Give the number of lines in the records below that include "street". Reply with that number alone.

[Phrase grounding data]
BEGIN

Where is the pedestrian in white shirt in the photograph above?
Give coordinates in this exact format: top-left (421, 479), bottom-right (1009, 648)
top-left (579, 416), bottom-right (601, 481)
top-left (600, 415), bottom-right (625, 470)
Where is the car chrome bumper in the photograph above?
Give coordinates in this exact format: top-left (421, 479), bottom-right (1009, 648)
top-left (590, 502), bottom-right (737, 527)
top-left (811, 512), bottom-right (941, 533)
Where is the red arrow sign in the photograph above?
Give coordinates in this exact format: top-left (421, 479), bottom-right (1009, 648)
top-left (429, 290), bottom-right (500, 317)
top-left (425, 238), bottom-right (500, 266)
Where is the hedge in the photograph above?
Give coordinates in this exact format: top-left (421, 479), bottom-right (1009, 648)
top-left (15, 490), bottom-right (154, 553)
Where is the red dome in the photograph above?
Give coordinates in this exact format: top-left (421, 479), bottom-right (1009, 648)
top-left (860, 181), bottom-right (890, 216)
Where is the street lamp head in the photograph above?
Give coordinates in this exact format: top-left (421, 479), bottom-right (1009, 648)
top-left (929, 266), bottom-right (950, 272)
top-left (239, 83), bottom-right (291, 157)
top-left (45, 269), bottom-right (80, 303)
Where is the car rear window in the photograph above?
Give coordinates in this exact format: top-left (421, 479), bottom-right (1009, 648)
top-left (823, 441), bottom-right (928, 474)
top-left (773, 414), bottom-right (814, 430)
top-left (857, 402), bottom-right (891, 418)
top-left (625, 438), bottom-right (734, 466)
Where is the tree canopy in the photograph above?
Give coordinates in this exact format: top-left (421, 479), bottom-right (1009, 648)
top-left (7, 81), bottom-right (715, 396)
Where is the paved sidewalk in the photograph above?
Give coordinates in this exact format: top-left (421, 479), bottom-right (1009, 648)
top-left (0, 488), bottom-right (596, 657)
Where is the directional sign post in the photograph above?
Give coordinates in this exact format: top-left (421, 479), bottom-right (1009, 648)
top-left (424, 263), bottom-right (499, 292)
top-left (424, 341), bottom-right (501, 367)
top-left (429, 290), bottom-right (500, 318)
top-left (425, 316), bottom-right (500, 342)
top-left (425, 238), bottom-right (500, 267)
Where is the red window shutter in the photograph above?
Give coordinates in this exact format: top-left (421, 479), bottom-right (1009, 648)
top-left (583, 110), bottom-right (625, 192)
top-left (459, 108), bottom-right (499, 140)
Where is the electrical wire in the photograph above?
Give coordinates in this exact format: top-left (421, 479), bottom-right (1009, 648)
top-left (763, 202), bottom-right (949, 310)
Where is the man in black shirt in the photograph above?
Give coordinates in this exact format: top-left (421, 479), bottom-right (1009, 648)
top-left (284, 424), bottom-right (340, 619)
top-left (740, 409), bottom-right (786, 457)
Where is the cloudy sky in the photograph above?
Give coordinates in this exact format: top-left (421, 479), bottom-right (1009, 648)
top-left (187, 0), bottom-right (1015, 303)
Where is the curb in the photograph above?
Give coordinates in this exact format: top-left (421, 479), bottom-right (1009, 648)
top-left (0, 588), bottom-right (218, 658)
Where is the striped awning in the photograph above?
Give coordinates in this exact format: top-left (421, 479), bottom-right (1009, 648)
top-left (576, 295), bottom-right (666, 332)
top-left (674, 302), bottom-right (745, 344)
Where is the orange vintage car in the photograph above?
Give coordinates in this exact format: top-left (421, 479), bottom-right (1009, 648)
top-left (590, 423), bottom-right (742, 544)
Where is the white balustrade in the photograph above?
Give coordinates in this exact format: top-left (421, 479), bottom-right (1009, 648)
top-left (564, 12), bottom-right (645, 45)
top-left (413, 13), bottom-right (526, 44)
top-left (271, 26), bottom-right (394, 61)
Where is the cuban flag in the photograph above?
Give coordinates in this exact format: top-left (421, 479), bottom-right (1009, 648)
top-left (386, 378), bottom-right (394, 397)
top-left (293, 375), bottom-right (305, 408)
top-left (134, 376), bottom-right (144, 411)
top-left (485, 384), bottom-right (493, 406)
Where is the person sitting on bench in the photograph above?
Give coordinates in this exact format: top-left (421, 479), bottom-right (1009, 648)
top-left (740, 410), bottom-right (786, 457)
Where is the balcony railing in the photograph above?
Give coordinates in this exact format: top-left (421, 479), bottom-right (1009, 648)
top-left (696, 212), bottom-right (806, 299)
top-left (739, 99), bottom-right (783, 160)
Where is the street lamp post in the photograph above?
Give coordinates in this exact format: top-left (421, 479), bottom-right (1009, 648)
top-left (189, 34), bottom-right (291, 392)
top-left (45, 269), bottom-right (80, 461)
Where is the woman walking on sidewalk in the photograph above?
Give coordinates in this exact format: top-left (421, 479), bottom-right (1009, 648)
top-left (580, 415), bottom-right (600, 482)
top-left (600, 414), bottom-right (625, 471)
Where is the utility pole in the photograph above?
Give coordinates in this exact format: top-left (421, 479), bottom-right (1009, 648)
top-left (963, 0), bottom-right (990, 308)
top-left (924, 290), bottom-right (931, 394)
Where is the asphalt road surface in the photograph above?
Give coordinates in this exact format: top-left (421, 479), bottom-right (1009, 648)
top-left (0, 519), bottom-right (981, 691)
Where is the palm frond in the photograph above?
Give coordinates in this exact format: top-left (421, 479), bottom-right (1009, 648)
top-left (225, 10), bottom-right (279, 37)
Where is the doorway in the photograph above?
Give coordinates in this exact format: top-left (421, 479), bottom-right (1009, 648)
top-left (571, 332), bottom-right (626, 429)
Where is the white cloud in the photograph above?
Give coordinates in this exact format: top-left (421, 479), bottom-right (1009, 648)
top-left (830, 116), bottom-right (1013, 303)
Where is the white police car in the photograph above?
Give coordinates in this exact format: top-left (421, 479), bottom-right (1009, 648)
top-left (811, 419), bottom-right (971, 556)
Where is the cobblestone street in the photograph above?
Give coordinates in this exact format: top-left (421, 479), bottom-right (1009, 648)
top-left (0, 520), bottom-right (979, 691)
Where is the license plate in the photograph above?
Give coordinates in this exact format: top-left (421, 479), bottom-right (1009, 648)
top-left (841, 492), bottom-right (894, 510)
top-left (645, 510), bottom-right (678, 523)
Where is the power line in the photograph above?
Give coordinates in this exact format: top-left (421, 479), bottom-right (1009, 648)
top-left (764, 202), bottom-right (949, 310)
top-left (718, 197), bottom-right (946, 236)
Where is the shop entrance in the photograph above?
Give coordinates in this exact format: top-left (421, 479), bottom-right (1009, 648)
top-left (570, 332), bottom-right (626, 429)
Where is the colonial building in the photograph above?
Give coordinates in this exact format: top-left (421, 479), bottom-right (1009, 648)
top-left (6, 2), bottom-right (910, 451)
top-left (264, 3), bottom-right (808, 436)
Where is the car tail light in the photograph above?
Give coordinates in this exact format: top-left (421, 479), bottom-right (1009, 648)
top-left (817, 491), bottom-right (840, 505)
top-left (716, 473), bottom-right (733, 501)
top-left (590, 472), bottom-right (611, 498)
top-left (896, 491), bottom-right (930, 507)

END

### RESPONSE TO THE EXERCISE
3